Supplied text:
Title: Re: The upcoming energy crisis.
Post by: Lance_Vader on June 08, 2006, 07:23:54 am
Or, it's as if "The Core" represented a valid scientific viewpoint.
Okay.  I can understand that.  Wow.  That would take an alternate universe of some sort, or perhaps an alternate multiverse, assuming the existence of one multiverse in the first place.  I mean, I took and passed high school and college physics.  And I can point out a thousand wrong-headed ideas in that awful excuse of a movie.  More, if I'm given some time to think.  Half of the dramatic deaths were made comedic by just stupid, botched and backwards "science."

I think I now see why ZPE talk gets you riled up a bit.


Title: Re: The upcoming energy crisis.
Post by: RTyp06 on June 14, 2006, 11:57:30 pm
This link gives a fairly recent overview of global energy (oil, gas and coal) reserves and production, it's pretty interesting (note the position of countries like Iran and Iraq). Of course the reserves are economically viable reserves, if energy prices go up, it'll increase a bit.

http://www.geohive.com/charts/charts.php?xml=en_oilprod&xsl=en_res (http://www.geohive.com/charts/charts.php?xml=en_oilprod&xsl=en_res)


Is that list really a global energy overview... or a who's who of Bush's "axis of evil" ? ;)


Title: Re: The upcoming energy crisis.
Post by: Lance_Vader on June 15, 2006, 11:15:27 pm
Is that list really a global energy overview... or a who's who of Bush's "axis of evil" ? ;)

Ummm...  Yeah.

You know those filthy American dogs at number three.  Bush wants to take over the U.S....

Oh, wait, he's the President already.

I don't even see North Korea on here.  Now, if he had named Saudi Arabia, Russia, Iran and Mexico as the axis of evil, then I could understand your comment.  As it is... you don't make sense, or at least not to me.  Maybe I'm just stupid.


Title: Re: The upcoming energy crisis.
Post by: Draxas on June 16, 2006, 09:24:58 pm
More like the "Axis of countries we need to bring the gift of American-style-guns-blazing-democracy," really. True, he's working out of order what with the US and Iraq checked off the list before Saudi Arabia, but take the targets of opportunity as they come, right? ::)


Title: Re: The upcoming energy crisis.
Post by: Rogue Kohr-Ah on October 10, 2006, 02:17:38 am
^ ^ ^ delete me, I'm a spam post ^ ^ ^


Title: Re: The upcoming energy crisis.
Post by: Mugz the Sane on October 10, 2006, 08:25:43 am
ZPE is still too theoretical and/or fantastic to be used in any assumptions and "serious" theories.

Fossil fuels are obsolete, or rather are supposed to be. DESERVE to be.

Recorded information:
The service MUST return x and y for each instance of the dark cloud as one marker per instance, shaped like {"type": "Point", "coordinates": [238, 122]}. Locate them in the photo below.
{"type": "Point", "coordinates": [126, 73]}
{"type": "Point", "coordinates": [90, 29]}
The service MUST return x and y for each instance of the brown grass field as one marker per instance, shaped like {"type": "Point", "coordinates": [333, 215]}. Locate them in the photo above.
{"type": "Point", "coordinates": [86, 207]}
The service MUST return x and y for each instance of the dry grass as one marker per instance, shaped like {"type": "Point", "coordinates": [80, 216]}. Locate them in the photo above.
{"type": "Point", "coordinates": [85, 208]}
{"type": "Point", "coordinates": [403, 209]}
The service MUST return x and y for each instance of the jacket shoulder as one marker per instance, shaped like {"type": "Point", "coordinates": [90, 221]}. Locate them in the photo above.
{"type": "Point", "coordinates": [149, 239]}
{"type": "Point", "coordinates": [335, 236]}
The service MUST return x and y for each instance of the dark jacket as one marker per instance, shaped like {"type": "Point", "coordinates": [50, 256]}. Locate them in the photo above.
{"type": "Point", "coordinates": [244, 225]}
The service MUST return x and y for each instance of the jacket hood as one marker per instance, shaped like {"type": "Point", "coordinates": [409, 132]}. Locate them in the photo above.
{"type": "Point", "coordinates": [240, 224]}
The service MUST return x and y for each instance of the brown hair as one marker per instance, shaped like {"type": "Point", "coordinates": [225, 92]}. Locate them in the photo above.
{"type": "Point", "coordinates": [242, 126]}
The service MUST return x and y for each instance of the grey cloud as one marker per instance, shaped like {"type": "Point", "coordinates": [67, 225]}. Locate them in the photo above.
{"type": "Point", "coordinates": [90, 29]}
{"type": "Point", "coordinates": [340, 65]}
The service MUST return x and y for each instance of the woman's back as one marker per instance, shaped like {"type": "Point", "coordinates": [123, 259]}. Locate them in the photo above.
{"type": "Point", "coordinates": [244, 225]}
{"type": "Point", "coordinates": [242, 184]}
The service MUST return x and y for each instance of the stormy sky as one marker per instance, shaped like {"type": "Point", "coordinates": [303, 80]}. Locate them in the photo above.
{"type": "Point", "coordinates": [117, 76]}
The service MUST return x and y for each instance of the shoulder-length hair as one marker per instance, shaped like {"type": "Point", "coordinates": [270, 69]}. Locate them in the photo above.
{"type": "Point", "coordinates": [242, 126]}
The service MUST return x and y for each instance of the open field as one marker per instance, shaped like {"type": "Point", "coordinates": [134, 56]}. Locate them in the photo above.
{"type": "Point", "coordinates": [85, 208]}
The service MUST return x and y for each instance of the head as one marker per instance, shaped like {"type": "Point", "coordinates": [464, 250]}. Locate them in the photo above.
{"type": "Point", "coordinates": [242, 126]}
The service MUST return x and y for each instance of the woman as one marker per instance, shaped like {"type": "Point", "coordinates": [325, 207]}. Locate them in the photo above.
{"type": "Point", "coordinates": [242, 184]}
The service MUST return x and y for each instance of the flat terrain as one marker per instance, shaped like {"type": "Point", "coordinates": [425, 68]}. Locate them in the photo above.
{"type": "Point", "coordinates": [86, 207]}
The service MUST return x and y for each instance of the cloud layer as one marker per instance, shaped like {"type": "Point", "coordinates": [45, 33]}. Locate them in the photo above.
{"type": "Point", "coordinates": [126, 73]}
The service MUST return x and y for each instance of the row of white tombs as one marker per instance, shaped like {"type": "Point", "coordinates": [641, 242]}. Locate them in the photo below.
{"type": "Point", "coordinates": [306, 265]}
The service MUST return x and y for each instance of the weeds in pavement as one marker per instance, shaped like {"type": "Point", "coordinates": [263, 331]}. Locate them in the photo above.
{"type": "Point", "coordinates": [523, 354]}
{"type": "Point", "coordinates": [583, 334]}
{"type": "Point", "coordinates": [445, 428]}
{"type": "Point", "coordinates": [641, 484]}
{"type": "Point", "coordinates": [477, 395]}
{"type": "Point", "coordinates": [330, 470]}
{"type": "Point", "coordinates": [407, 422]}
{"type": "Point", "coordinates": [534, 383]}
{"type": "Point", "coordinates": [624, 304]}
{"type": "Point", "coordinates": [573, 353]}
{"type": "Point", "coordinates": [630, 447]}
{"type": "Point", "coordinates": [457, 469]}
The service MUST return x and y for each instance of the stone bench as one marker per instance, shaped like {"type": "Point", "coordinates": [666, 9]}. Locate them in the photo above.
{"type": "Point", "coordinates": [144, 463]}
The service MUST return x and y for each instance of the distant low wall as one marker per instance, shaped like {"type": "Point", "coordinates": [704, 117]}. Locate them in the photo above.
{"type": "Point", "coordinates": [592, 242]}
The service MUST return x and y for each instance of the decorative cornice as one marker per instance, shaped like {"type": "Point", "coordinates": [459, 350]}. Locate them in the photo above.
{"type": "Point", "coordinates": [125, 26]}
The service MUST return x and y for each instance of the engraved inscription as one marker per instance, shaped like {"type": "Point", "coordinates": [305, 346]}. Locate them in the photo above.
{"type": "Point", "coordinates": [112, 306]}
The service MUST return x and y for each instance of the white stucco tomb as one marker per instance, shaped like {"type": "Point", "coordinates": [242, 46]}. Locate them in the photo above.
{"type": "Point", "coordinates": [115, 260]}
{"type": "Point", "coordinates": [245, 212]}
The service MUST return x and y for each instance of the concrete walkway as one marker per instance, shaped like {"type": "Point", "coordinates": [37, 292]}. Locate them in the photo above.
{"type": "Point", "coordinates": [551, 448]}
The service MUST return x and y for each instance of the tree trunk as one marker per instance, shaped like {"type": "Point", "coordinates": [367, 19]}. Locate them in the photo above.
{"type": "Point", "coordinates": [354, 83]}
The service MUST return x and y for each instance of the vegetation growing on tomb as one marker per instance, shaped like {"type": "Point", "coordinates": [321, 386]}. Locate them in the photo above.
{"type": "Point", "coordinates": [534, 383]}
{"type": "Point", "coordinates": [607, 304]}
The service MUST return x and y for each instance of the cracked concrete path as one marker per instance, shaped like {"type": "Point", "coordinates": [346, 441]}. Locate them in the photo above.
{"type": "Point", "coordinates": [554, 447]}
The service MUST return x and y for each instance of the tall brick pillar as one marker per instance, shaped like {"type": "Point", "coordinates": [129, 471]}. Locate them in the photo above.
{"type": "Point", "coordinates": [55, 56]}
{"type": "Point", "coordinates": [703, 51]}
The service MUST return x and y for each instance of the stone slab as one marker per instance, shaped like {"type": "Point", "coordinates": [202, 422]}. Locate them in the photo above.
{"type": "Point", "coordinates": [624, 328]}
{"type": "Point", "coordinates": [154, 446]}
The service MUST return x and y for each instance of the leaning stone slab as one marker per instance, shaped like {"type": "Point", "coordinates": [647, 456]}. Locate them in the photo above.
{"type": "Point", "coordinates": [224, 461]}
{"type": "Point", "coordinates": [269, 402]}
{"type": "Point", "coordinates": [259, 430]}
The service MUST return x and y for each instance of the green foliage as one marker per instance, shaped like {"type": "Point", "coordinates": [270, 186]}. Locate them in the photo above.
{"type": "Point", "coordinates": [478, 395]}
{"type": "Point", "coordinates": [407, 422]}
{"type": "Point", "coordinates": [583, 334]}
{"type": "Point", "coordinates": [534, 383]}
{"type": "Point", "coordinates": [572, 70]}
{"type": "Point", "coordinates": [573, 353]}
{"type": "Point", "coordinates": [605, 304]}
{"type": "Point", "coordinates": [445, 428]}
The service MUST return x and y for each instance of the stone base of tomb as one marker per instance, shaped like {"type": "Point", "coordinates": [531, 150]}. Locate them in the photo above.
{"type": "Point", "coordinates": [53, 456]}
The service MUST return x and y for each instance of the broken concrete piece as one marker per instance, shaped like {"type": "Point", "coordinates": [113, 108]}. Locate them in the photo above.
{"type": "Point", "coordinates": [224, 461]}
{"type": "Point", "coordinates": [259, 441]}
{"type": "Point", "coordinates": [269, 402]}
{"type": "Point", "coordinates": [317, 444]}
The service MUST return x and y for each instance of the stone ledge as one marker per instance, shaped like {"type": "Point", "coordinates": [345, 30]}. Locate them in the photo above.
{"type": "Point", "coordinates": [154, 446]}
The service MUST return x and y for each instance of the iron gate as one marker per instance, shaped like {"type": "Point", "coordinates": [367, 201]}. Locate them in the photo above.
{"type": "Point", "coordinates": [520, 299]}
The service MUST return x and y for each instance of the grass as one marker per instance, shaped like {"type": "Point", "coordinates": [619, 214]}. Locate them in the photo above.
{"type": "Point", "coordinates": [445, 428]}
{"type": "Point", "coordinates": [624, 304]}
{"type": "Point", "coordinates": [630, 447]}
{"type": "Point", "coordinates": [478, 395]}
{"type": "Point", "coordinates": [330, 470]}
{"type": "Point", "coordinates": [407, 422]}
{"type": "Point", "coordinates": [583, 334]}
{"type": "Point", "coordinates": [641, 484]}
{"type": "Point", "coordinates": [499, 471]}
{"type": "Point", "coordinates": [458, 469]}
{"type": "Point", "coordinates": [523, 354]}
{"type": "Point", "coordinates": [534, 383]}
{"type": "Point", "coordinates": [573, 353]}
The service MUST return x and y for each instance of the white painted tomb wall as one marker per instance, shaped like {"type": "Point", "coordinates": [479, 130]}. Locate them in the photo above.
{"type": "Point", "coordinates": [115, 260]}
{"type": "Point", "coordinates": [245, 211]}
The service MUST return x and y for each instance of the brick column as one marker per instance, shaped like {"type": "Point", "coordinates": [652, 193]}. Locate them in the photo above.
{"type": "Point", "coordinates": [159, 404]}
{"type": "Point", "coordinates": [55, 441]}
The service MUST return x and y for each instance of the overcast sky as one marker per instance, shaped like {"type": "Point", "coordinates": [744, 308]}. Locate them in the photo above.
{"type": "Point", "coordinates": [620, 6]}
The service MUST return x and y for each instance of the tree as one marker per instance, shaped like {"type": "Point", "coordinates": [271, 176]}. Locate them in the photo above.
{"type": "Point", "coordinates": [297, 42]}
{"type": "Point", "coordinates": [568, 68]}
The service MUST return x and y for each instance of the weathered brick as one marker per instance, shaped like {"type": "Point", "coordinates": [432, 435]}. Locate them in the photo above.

Objective 1: Repeat the passage from the energy-crisis forum thread that begins at the words "Okay.  I can" and stops after "riled up a bit.".
Objective 2: Translate this sentence from the energy-crisis forum thread into French: "Fossil fuels are obsolete, or rather are supposed to be."
Rely on the energy-crisis forum thread alone, not on the material.

Reply 1:
Okay.  I can understand that.  Wow.  That would take an alternate universe of some sort, or perhaps an alternate multiverse, assuming the existence of one multiverse in the first place.  I mean, I took and passed high school and college physics.  And I can point out a thousand wrong-headed ideas in that awful excuse of a movie.  More, if I'm given some time to think.  Half of the dramatic deaths were made comedic by just stupid, botched and backwards "science."

I think I now see why ZPE talk gets you riled up a bit.

Reply 2: Les combustibles fossiles sont obsolètes, ou plutôt sont censés l'être.